Start Input material

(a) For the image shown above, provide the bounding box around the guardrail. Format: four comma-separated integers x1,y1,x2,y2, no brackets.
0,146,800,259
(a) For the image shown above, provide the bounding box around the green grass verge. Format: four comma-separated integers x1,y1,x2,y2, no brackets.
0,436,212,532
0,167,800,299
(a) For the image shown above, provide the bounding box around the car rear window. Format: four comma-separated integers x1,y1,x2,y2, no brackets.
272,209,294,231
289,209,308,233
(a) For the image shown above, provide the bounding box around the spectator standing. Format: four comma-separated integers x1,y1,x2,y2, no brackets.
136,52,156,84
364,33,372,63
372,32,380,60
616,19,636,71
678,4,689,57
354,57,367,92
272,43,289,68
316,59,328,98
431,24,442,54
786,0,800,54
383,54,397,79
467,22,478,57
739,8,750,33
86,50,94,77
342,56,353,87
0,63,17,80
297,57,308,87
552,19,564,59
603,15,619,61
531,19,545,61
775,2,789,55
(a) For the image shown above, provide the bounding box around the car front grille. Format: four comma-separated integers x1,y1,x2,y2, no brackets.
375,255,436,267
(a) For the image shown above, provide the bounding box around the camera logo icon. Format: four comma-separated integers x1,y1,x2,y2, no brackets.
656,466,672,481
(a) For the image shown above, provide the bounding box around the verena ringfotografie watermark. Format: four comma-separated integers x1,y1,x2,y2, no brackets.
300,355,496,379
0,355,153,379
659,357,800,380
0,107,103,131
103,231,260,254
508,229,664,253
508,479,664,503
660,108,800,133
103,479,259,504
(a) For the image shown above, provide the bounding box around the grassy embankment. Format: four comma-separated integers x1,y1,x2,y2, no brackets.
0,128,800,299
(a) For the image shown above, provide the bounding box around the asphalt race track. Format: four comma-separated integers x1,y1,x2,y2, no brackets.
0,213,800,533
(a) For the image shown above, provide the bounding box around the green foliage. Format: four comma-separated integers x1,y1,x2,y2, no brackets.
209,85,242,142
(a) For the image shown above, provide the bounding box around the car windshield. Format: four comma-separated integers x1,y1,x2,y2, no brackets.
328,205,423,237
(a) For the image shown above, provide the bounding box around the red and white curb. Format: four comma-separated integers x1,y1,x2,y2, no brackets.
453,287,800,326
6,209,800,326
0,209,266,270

End Input material
Start Input material

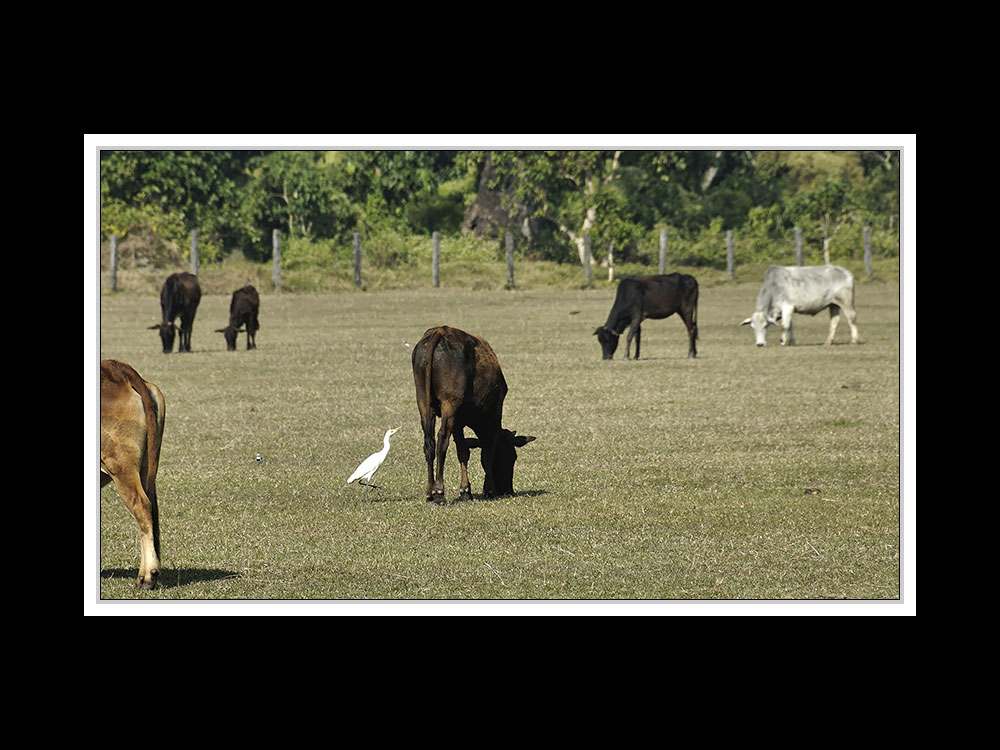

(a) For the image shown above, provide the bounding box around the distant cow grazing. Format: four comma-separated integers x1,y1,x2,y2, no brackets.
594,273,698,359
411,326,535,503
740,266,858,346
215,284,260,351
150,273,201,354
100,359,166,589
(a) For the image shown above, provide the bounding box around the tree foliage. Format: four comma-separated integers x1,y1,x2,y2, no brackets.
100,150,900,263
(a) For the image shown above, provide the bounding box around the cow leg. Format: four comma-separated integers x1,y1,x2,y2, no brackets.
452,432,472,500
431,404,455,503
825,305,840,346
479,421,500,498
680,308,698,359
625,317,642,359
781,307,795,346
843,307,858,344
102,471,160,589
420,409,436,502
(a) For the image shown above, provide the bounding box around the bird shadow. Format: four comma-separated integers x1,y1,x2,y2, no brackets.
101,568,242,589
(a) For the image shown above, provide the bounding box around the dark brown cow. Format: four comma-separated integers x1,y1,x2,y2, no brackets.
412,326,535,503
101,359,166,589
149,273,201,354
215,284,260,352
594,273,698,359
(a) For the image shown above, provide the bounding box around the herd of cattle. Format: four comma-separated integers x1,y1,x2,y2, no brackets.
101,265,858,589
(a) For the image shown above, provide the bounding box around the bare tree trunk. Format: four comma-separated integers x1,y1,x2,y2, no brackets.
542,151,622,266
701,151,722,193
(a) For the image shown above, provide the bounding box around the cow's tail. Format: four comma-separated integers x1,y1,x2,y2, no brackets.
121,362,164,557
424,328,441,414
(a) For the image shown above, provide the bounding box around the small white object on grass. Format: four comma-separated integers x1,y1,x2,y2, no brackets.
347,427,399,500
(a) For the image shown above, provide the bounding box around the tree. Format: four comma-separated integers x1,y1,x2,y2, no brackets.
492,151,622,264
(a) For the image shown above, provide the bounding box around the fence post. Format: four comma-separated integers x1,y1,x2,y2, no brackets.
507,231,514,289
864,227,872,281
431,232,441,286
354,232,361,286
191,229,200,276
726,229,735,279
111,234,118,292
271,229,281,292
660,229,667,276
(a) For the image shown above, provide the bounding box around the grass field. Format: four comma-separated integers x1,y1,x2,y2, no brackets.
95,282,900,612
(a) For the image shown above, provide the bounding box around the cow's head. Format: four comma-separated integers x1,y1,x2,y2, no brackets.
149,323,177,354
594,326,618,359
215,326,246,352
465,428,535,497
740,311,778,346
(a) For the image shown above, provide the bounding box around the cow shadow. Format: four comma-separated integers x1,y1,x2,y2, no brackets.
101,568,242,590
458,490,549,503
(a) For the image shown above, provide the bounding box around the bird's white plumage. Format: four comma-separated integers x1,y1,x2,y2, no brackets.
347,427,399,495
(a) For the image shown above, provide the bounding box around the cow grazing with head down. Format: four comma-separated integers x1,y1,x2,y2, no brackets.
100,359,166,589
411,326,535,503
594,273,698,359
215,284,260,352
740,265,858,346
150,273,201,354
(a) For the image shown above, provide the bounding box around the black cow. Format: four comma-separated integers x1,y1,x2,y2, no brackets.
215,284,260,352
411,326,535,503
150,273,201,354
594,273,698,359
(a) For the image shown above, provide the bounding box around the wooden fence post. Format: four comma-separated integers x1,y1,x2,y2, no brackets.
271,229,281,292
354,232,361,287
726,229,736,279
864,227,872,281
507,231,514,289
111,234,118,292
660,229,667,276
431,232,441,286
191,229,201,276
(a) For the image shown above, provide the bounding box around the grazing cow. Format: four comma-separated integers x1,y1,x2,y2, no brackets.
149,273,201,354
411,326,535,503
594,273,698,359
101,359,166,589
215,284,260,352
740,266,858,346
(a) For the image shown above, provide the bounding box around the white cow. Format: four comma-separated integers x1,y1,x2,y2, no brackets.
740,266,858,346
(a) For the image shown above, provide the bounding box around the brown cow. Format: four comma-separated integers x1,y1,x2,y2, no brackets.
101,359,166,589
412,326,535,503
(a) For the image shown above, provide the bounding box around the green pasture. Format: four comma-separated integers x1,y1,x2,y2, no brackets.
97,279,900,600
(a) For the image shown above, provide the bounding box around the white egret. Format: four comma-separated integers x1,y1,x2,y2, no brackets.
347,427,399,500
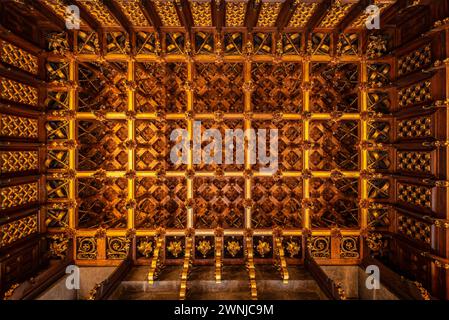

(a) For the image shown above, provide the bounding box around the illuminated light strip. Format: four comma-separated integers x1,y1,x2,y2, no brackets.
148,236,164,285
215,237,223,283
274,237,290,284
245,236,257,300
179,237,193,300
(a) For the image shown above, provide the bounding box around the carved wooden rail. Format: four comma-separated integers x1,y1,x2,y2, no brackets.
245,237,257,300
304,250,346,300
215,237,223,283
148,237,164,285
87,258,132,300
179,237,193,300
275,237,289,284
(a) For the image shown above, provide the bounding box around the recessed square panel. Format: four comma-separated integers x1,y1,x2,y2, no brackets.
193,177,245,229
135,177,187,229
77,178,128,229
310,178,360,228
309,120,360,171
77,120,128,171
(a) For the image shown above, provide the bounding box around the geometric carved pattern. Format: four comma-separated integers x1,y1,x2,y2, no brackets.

End Input material
Start Input material

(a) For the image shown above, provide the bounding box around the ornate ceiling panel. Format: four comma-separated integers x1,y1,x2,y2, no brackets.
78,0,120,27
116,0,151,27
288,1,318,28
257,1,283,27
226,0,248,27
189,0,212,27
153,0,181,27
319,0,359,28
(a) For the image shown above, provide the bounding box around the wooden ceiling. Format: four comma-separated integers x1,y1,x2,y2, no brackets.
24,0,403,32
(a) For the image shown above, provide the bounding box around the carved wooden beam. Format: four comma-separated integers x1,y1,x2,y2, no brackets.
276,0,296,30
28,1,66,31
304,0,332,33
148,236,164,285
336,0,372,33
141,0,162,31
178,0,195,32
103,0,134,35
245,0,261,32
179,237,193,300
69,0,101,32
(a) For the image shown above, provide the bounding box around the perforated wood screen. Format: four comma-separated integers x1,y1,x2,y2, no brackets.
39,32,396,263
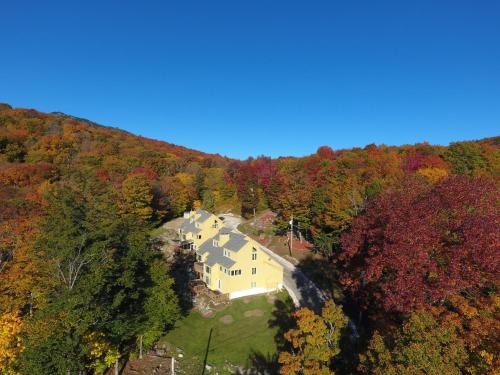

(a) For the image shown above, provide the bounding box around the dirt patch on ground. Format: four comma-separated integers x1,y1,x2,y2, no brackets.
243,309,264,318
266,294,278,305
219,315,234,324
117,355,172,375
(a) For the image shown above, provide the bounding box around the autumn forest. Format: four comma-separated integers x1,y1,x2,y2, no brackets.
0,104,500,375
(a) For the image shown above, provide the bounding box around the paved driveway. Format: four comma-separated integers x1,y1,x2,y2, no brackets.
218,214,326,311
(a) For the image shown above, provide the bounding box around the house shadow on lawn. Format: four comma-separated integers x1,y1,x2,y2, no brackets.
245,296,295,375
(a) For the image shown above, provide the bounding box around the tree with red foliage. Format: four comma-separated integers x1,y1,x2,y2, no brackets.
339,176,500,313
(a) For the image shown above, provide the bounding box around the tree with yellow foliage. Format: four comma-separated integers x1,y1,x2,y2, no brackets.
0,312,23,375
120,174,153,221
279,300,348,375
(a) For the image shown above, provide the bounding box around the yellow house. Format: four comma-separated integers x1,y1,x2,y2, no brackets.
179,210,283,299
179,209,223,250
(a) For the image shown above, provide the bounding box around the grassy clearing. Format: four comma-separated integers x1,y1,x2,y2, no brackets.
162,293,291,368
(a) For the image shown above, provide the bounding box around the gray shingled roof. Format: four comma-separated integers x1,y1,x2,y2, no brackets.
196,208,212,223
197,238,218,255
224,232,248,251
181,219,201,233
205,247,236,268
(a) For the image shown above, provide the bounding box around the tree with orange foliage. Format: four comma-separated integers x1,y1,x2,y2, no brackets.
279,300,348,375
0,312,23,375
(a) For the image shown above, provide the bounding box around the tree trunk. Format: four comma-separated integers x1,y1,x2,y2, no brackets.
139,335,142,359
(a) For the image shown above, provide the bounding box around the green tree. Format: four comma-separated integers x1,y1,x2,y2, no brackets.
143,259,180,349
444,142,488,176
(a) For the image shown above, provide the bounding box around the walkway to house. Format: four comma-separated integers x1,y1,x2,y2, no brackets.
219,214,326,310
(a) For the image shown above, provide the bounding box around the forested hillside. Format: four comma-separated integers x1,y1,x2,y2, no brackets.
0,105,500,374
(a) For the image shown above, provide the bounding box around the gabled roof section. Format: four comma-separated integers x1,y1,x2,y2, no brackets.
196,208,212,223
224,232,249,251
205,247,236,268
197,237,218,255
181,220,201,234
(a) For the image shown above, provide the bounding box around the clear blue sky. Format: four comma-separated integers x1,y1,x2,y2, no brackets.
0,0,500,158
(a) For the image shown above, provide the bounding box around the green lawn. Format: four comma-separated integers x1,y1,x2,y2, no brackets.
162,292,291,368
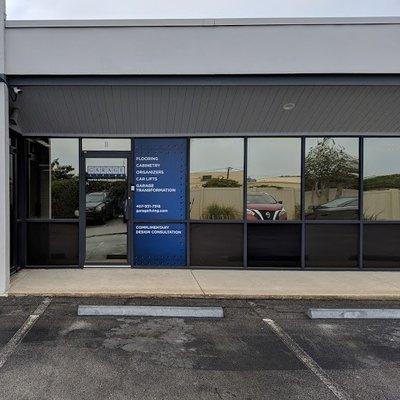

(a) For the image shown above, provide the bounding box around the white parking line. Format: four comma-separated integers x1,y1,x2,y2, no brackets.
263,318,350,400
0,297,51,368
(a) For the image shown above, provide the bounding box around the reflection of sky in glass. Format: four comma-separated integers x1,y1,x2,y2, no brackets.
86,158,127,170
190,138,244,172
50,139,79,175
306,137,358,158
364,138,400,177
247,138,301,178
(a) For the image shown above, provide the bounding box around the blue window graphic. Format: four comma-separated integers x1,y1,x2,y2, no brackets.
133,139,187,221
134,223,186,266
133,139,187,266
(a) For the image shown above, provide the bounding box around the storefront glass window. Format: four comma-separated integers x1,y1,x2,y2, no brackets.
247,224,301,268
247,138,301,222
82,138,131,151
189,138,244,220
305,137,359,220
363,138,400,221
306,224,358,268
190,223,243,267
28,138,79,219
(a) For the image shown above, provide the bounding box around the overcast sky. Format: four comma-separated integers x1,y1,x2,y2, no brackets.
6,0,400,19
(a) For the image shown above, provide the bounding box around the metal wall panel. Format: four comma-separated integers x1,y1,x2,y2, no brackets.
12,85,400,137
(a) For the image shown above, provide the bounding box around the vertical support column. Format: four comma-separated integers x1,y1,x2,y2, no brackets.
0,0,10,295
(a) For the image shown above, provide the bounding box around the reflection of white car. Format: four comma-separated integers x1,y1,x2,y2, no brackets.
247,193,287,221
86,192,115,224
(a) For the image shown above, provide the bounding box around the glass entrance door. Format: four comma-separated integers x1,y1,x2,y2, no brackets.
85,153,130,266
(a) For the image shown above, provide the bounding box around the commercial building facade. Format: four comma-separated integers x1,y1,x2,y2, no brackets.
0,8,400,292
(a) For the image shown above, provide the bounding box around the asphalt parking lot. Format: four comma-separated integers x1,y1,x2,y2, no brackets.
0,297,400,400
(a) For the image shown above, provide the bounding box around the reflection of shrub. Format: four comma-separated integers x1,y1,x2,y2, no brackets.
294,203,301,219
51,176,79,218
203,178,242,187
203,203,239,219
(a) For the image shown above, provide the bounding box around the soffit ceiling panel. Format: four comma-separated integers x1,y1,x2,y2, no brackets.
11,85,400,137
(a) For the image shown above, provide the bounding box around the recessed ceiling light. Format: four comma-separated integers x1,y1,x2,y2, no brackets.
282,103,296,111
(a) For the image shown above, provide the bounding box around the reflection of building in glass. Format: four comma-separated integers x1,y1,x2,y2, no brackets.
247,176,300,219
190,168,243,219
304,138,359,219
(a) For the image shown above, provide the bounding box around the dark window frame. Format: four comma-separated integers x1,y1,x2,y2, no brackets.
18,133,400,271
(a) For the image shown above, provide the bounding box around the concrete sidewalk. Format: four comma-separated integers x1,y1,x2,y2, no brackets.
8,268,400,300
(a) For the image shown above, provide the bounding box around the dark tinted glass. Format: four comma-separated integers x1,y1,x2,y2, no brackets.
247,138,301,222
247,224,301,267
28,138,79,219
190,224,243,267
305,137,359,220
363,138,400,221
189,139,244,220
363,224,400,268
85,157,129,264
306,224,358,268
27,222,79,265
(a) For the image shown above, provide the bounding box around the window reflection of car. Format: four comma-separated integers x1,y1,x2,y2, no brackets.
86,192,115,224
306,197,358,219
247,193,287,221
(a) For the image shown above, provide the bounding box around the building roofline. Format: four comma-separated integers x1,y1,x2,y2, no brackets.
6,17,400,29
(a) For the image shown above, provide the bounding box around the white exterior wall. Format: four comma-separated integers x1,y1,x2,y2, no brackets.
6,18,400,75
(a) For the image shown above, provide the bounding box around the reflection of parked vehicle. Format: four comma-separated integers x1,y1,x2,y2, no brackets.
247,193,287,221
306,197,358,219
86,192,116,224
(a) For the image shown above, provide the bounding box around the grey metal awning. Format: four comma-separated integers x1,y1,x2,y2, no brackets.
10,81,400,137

End Input material

:: Work required ::
Starting with the line that contains "around the grey" and ending with the line that contains "10,81,400,137", lay those lines out as a JSON list of strings, one string per line, leaving out any blank lines.

:: Written response ::
[
  "(a) For the image shown above, provide the bounding box around the grey metal awning. Format: four comma-separated integers x1,y1,x2,y2, no brackets.",
  "10,81,400,137"
]